_Text for analysis_.
:::::
In North America, there are lots of prairie species of conservation concern. Plants and animals that used to be more abundant and widespread than they are today are being squeezed by habitat fragmentation and degradation. On the other hand, there are also prairie species that are adapting very well to recent changes in the landscape and climate. We spend a lot of time worrying about the former. Let’s spend a few minutes celebrating one of the latter!
The orange sulphur butterfly, also known as the alfalfa sulphur (Colias eurytheme), is one of the most abundant butterfly species in North America. It can be found through most of Mexico and all the way through much of Canada and Alaska. The species is variable in its appearance and there are many other yellow butterflies that look similar, are closely related, and that may even hybridize with the orange sulphur. That makes identification in the field very difficult.
If there’s any orange color in the wings, that’s probably an orange sulphur. If not, good luck. I think all the photos here are of orange sulphurs but I won’t be surprised or upset if someone points out that one is a clouded sulphur or something else.
Getting away from mundane identification characteristics, the orange sulphur is a survivor and should be given credit for that. As other butterfly species have lost population size, the orange sulphur has increased its continental population significantly. Other species are found in few places than they used to be. The orange sulphur has apparently expanded its range (especially to the east and north) to fill up the continent. It doesn’t overwinter well up north, but can move northward each year from the south. Climate change seems likely to make that even easier in the future.
Why is the orange sulphur doing so spectacularly well? One reason is that its larva like to eat legume species, including lots of new ones we have introduced to North America. A big example is alfalfa (Medicago sativa), which the caterpillars really love – to the point where the orange sulphur is sometimes considered an agricultural pest in alfalfa production fields. Larvae also like to feast on sweet clover (Melilotus sp) and white clover (Trifolium repens), among many others.
There has to be more to the success story than just lots of food, though. Lots of other butterflies have abundant food sources but are experiencing population declines. Several prairie skippers that are rarely seen anymore use common grass species as larval hosts. Those grasses are everywhere – the butterflies are not. What else is the orange sulphur doing to thrive in a rapidly changing world?
:::::
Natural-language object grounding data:
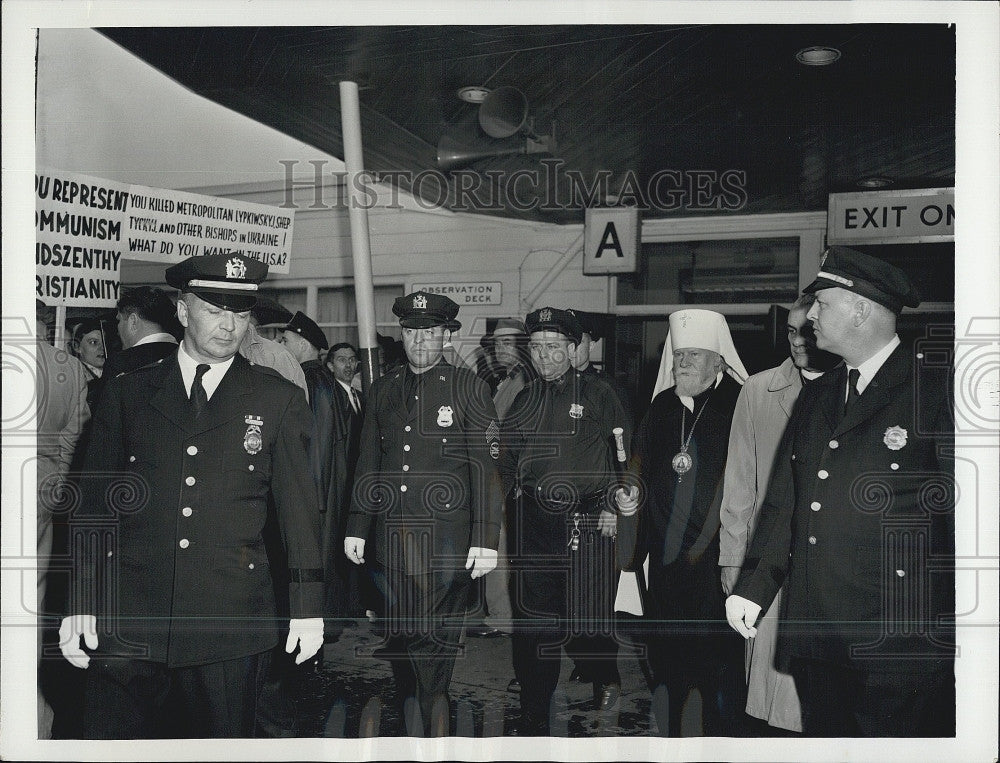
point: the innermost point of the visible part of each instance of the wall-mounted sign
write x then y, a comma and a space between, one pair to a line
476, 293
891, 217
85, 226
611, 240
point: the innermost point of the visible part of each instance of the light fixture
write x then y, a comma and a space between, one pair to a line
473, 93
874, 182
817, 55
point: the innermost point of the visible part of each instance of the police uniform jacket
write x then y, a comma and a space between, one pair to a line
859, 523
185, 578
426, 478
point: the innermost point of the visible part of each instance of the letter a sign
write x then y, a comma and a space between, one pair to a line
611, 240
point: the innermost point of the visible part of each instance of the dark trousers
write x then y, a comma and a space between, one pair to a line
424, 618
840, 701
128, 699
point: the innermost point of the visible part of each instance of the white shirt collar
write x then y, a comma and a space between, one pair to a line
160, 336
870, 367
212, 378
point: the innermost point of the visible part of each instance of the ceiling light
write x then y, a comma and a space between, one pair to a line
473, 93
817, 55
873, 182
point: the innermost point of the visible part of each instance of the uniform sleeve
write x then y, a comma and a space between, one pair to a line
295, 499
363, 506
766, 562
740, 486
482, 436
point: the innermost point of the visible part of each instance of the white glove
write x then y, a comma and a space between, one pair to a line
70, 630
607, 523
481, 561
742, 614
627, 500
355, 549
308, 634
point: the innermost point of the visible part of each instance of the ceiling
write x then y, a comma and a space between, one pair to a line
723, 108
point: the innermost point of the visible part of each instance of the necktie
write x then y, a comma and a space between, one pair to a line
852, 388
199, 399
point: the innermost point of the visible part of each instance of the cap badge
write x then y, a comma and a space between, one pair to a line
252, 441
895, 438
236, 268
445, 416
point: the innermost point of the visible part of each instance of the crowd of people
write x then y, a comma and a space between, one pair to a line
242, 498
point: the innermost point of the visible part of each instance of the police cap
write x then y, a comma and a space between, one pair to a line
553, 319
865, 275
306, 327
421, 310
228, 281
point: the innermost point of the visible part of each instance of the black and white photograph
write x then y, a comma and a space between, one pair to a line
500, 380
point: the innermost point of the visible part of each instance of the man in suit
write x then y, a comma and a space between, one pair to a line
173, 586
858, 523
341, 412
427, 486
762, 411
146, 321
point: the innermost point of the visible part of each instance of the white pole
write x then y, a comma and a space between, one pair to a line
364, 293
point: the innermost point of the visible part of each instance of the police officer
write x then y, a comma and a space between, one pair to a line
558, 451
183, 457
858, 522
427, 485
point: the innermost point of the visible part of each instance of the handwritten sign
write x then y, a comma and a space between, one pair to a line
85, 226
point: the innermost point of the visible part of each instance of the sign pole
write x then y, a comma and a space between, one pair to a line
:::::
_What this exercise asks_.
**a.** Which plants does the orange sulphur text name as food for the butterfly's larvae? Give each with its scientific name as shown.
**b.** In the orange sulphur text, copy the passage starting with "There has to" and going on through "rapidly changing world?", substituting "hairstreaks" for "skippers".
None of these lines is needed for the work that comes next.

_Your responses_.
**a.** alfalfa (Medicago sativa), sweet clover (Melilotus sp), white clover (Trifolium repens)

**b.**
There has to be more to the success story than just lots of food, though. Lots of other butterflies have abundant food sources but are experiencing population declines. Several prairie hairstreaks that are rarely seen anymore use common grass species as larval hosts. Those grasses are everywhere – the butterflies are not. What else is the orange sulphur doing to thrive in a rapidly changing world?